→ Exercise instructions:
Quote the whole listing word for word. Do not include the pictures.

☆ ☆ ☆

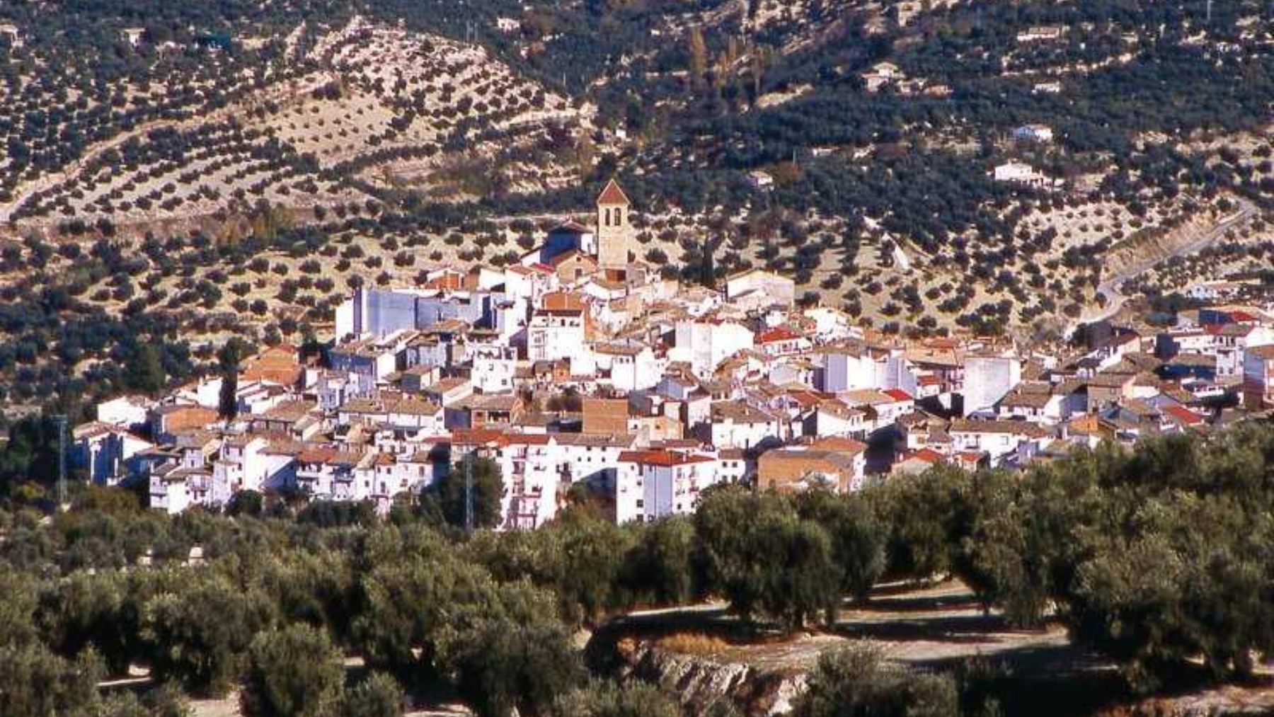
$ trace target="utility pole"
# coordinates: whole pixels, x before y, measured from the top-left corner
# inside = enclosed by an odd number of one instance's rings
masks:
[[[57,509],[60,511],[66,504],[66,416],[55,415],[54,425],[57,427]]]

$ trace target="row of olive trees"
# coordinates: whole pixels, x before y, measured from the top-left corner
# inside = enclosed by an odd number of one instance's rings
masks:
[[[1242,676],[1274,648],[1270,456],[1274,432],[1245,427],[1023,474],[931,471],[848,497],[731,486],[693,517],[652,525],[615,526],[580,504],[534,532],[471,536],[448,527],[459,494],[442,489],[390,523],[357,509],[168,518],[98,498],[52,522],[5,516],[0,554],[22,569],[3,573],[0,643],[56,656],[48,679],[74,661],[108,675],[144,665],[191,694],[245,684],[246,700],[266,702],[302,699],[271,681],[287,670],[261,667],[271,651],[325,656],[297,669],[335,681],[329,664],[358,656],[409,690],[446,685],[482,714],[555,714],[586,685],[580,625],[721,596],[786,630],[836,620],[882,576],[956,574],[1014,624],[1064,621],[1135,686],[1200,658],[1215,678]],[[498,495],[498,476],[479,472]],[[185,564],[195,544],[208,564]],[[113,569],[148,551],[154,567]],[[0,661],[19,670],[6,681],[32,669],[14,660]]]

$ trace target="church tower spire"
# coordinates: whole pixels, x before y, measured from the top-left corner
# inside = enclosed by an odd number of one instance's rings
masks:
[[[637,251],[636,232],[632,225],[632,202],[610,180],[598,195],[598,265],[603,269],[624,269]]]

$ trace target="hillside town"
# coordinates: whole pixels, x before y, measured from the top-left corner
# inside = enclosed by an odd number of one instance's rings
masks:
[[[387,512],[479,456],[511,530],[580,485],[619,523],[654,521],[716,484],[855,492],[936,465],[1023,469],[1274,406],[1268,303],[1185,311],[1157,334],[1101,322],[1051,351],[907,340],[798,304],[775,273],[661,278],[636,259],[636,211],[612,181],[594,225],[567,220],[516,264],[359,288],[326,357],[284,344],[245,360],[232,411],[223,377],[104,401],[73,429],[73,467],[147,481],[169,513],[243,490]]]

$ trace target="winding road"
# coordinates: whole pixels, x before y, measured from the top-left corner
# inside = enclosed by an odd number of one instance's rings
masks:
[[[1136,276],[1145,274],[1150,269],[1154,269],[1156,266],[1163,264],[1164,261],[1168,261],[1170,259],[1198,253],[1208,248],[1213,243],[1220,241],[1226,236],[1226,233],[1228,233],[1231,229],[1241,227],[1251,222],[1251,219],[1256,217],[1256,206],[1254,206],[1247,200],[1242,199],[1238,200],[1238,205],[1240,205],[1238,211],[1222,219],[1215,227],[1204,232],[1199,238],[1177,247],[1171,253],[1163,256],[1152,256],[1145,261],[1136,262],[1131,267],[1124,270],[1122,273],[1111,276],[1110,279],[1098,284],[1097,295],[1103,297],[1106,299],[1106,304],[1102,308],[1094,311],[1093,313],[1082,315],[1079,320],[1075,321],[1068,329],[1066,334],[1069,335],[1074,332],[1074,330],[1080,323],[1105,321],[1119,313],[1119,311],[1124,308],[1124,303],[1127,302],[1127,297],[1124,295],[1124,293],[1120,289],[1129,279],[1135,279]]]

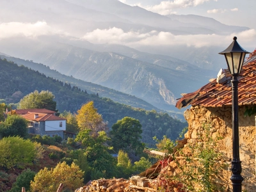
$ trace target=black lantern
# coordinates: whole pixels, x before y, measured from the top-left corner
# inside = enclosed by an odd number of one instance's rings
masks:
[[[233,42],[225,51],[220,52],[224,54],[229,72],[232,75],[232,143],[233,143],[233,159],[232,161],[232,175],[230,180],[232,182],[233,191],[242,191],[243,177],[241,161],[239,157],[239,132],[238,124],[238,80],[237,76],[241,72],[245,55],[249,52],[243,49],[236,41],[237,37],[234,36]]]
[[[236,41],[237,39],[237,38],[234,36],[233,38],[234,41],[230,45],[219,53],[225,55],[229,72],[232,76],[238,76],[240,74],[245,55],[250,53],[241,47]]]

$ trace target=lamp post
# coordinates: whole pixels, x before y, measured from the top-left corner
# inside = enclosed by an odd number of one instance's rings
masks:
[[[247,52],[243,49],[236,41],[237,37],[234,36],[233,42],[223,51],[220,52],[223,54],[228,67],[228,70],[233,78],[232,80],[232,142],[233,142],[233,159],[232,161],[232,175],[230,180],[232,182],[233,191],[242,191],[243,177],[241,175],[242,172],[241,161],[239,157],[239,132],[238,125],[238,93],[237,77],[244,63],[245,55]]]

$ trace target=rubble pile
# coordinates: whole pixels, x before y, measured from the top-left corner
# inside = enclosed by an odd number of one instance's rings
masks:
[[[95,180],[80,188],[75,192],[152,192],[152,180],[146,177],[132,176],[129,180],[125,179],[100,179]]]

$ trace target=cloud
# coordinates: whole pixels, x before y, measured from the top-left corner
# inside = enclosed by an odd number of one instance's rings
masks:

☆ ☆ ☆

→ Reply to the task:
$ trace target="utility pole"
# coordinates: whole pixels, x before y, measured from the top-left corner
# inside = enclosed by an odd number of one instance's rings
masks:
[[[57,509],[60,511],[66,504],[66,416],[55,415],[54,425],[57,427]]]

$ trace target="row of olive trees"
# coordinates: whole pixels, x before y, measured from the top-left corner
# inside = enclosed by an odd number of one instance's rings
masks:
[[[1242,676],[1274,648],[1270,456],[1274,432],[1245,427],[1023,474],[931,471],[848,497],[731,486],[693,517],[652,525],[615,526],[580,504],[534,532],[471,536],[448,527],[459,494],[442,489],[390,523],[357,509],[168,518],[98,498],[52,522],[5,516],[0,554],[22,569],[3,573],[0,643],[56,656],[48,679],[74,661],[108,675],[144,665],[191,694],[245,684],[246,700],[266,702],[302,699],[271,681],[287,670],[261,667],[271,651],[325,656],[297,669],[335,681],[329,664],[358,656],[409,690],[446,685],[482,714],[555,714],[586,685],[580,625],[721,596],[786,630],[836,620],[882,576],[956,574],[1014,624],[1064,621],[1135,686],[1200,658],[1215,678]],[[498,495],[498,476],[479,472]],[[185,564],[195,544],[208,564]],[[113,569],[148,551],[154,567]],[[0,661],[19,670],[6,681],[32,669],[14,660]]]

$ trace target="church tower spire"
# coordinates: whole pixels, x before y, measured from the top-left corner
# inside = enclosed by an odd number of one instance's rings
masks:
[[[637,251],[636,232],[632,225],[632,202],[610,180],[598,195],[598,265],[603,269],[624,269]]]

$ trace target="hillside town"
# coordinates: whole pixels, x before y, measured from the top-left corner
# inside = enclosed by an odd number of one instance's rings
masks:
[[[387,512],[479,456],[511,530],[580,485],[619,523],[654,521],[716,484],[855,492],[936,465],[1023,469],[1274,406],[1268,303],[1185,311],[1157,334],[1101,322],[1051,351],[907,340],[798,304],[775,273],[661,278],[636,259],[636,211],[612,181],[594,225],[567,220],[516,264],[359,288],[326,357],[284,344],[245,360],[232,411],[223,377],[104,401],[73,429],[73,467],[147,481],[169,513],[243,490]]]

$ trace target="winding road"
# coordinates: whole pixels, x before y, measured from the top-left corner
# inside = enclosed by an odd number of one instance's rings
masks:
[[[1136,276],[1145,274],[1150,269],[1154,269],[1156,266],[1163,264],[1164,261],[1168,261],[1170,259],[1198,253],[1208,248],[1213,243],[1220,241],[1226,236],[1226,233],[1228,233],[1231,229],[1241,227],[1251,222],[1251,219],[1256,217],[1256,206],[1254,206],[1247,200],[1242,199],[1238,200],[1238,205],[1240,205],[1238,211],[1222,219],[1215,227],[1204,232],[1199,238],[1177,247],[1171,253],[1163,256],[1152,256],[1145,261],[1136,262],[1131,267],[1124,270],[1122,273],[1111,276],[1110,279],[1098,284],[1097,295],[1103,297],[1106,299],[1106,304],[1102,308],[1094,311],[1093,313],[1082,315],[1079,320],[1075,321],[1068,329],[1066,334],[1069,335],[1074,332],[1074,330],[1080,323],[1105,321],[1119,313],[1119,311],[1124,308],[1124,303],[1127,302],[1127,297],[1124,295],[1124,293],[1120,289],[1129,279],[1135,279]]]

$ trace target=black lantern
# coordinates: whole pixels, x before y, measured from the top-left corner
# inside = enclosed by an odd number of one instance's rings
masks:
[[[233,42],[225,51],[220,52],[224,54],[229,72],[232,75],[232,143],[233,143],[233,159],[232,161],[232,175],[230,180],[232,182],[233,191],[242,191],[243,177],[241,161],[239,157],[239,132],[238,124],[238,80],[237,76],[241,72],[245,55],[249,52],[243,49],[236,41],[237,37],[234,36]]]
[[[236,41],[237,39],[237,38],[234,36],[233,38],[234,41],[230,45],[219,53],[225,55],[229,72],[232,76],[238,76],[240,74],[245,55],[250,53],[241,47]]]

$ trace target=lamp post
# coordinates: whole pixels, x before y, measured from the top-left corner
# inside = enclosed by an odd number of one instance's rings
masks:
[[[247,52],[243,49],[236,41],[237,37],[234,36],[233,42],[223,51],[220,52],[223,54],[228,67],[228,70],[233,78],[232,80],[232,142],[233,142],[233,159],[232,161],[232,175],[230,180],[232,182],[233,191],[242,191],[243,177],[241,175],[242,172],[241,161],[239,157],[239,132],[238,125],[238,93],[237,77],[244,63],[245,55]]]

$ trace target=rubble pile
# coordinates: whole pixels, x before y, measured from the top-left corner
# inside = enclosed by an odd number of one instance's rings
masks:
[[[95,180],[80,188],[75,192],[152,192],[152,180],[146,177],[132,176],[129,180],[125,179],[100,179]]]

$ trace target=cloud
# coordinates: whole pixels, x before y, measured from the top-left corner
# inside = enclosed by an odd number of one instance's rings
masks:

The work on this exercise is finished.